▶ _QUOTED TEXT_
Maritime Heritage MinnesotaMaritime Heritage Minnesota, a non-profit that investigates maritime archaeological sites in the upper Midwest and elsewhere, has published a book about its work in North Carolina. Authored by MHM principal Ann Merriman, North Carolina Schooners 1815-1911: A History of Shipping, Civil War Confiscations, Archaeological Sites, and the S. R. Fowle and Son Company of Washington, NC, was published to coincide with the sesquicentennial of the Civil War.

The book tells the story of North Carolina mariners and the confiscations of schooners as Civil War prizes, many of which were used as sunken obstructions in the rivers and sounds. Other schooners were taken for Confederate service during the war. Some of these vessels are now nautical archaeological schooner sites, including the Cypress Landing Shipwreck of Chocowinity Bay, the schooner Isabella Ellis in the Roanoke River, and the schooner M. C. Etheridge/Black Warrior in the Pasquotank River.

▶ _CHALLENGE 1_
Answer these questions about the text on North Carolina schooners:
(a) Who wrote the book?
(b) What anniversary was the book's publication timed to coincide with?
(c) In which river does the schooner Isabella Ellis lie?
▶ _CHALLENGE 2_
Resume the text on North Carolina schooners, picking up after its final sentence.
The listing after this text is not needed.

▶ _RECORDS PROVIDED_
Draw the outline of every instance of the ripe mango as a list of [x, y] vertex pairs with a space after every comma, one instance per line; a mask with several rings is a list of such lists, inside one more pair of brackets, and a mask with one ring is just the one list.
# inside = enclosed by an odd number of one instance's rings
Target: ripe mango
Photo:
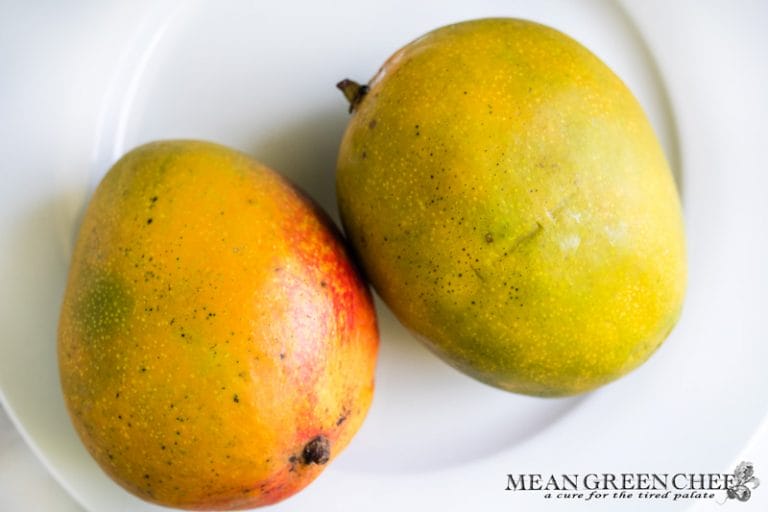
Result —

▶ _WRITTEN REPLY 1_
(a) Ann Merriman, a principal of Maritime Heritage Minnesota
(b) The sesquicentennial of the Civil War
(c) The Roanoke River

▶ _WRITTEN REPLY 2_
The book grew out of Merriman's master thesis that focused on the shipping enrollments and registries for the ports of Elizabeth City, Edenton, Plymouth, Washington, Ocracoke, New Bern, and Beaufort. The book has been expanded to include Wilmington as well. the shipping firm of S. R. Fowle and Son is investigated through three surviving shipping ledgers and the stories of their schooners. The book is illustrated with color charts, modern color photographs, and period photographs and drawings.

The book is available for Amazon Kindle and mobile devices running the free Kindle app. The price is $4.99.

Maritime Heritage Minnesota is planning another book for publication later this year on the CSS Curlew, a Confederate gunboat sunk during the Battle of Roanoke Island in 1862.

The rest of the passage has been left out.